---------- SUPPLIED DATA
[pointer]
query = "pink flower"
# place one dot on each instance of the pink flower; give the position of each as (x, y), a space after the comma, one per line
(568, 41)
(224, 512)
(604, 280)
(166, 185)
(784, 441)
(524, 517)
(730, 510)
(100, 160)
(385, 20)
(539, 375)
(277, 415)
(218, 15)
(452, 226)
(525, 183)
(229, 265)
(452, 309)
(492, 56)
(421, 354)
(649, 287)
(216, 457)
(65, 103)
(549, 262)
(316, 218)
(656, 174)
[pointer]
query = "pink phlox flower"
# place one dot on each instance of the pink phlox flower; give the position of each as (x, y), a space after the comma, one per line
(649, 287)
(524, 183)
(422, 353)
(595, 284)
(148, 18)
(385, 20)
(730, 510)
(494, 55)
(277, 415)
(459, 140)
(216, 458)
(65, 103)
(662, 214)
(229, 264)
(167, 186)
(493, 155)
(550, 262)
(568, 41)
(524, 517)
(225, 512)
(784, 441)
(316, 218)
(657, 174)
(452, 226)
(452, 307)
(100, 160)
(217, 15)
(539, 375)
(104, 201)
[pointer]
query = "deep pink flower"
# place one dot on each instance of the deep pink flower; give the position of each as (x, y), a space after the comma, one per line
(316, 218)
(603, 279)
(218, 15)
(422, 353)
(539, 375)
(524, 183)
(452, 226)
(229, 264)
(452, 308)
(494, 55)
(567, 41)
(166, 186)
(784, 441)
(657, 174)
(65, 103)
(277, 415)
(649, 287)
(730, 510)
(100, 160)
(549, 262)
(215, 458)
--------------------
### YOUR TASK
Output the listing above without altering a single character.

### TASK RESPONSE
[pointer]
query = "pink flower"
# place one dot on each instance of the pink flower; give the position of each as (x, y), a space after the comma, one per line
(568, 41)
(224, 512)
(604, 280)
(166, 185)
(784, 441)
(524, 517)
(730, 510)
(100, 160)
(385, 20)
(539, 375)
(277, 415)
(218, 15)
(452, 226)
(525, 183)
(229, 265)
(452, 309)
(492, 56)
(421, 354)
(649, 287)
(216, 457)
(65, 103)
(549, 262)
(316, 218)
(656, 174)
[pointer]
query = "pink phlox flower"
# place one dot on each instance of the pink phlox flower; give the position of each as (x, y), a space after the comma, one per line
(649, 287)
(524, 183)
(422, 353)
(595, 284)
(148, 18)
(385, 20)
(730, 510)
(494, 55)
(277, 415)
(459, 140)
(216, 458)
(65, 103)
(662, 214)
(229, 264)
(167, 186)
(493, 155)
(550, 262)
(568, 41)
(524, 517)
(225, 512)
(784, 441)
(316, 218)
(657, 174)
(452, 226)
(452, 307)
(100, 160)
(217, 15)
(539, 375)
(104, 201)
[pointer]
query = "deep pink flower"
# place one dot on each instance of the deep pink flower; give the position of each as (x, y), a space after the comma, one per line
(316, 218)
(603, 279)
(218, 15)
(422, 353)
(539, 375)
(524, 183)
(452, 226)
(229, 264)
(452, 308)
(494, 55)
(567, 41)
(166, 186)
(784, 441)
(657, 174)
(65, 103)
(277, 415)
(649, 287)
(730, 510)
(100, 160)
(549, 262)
(215, 458)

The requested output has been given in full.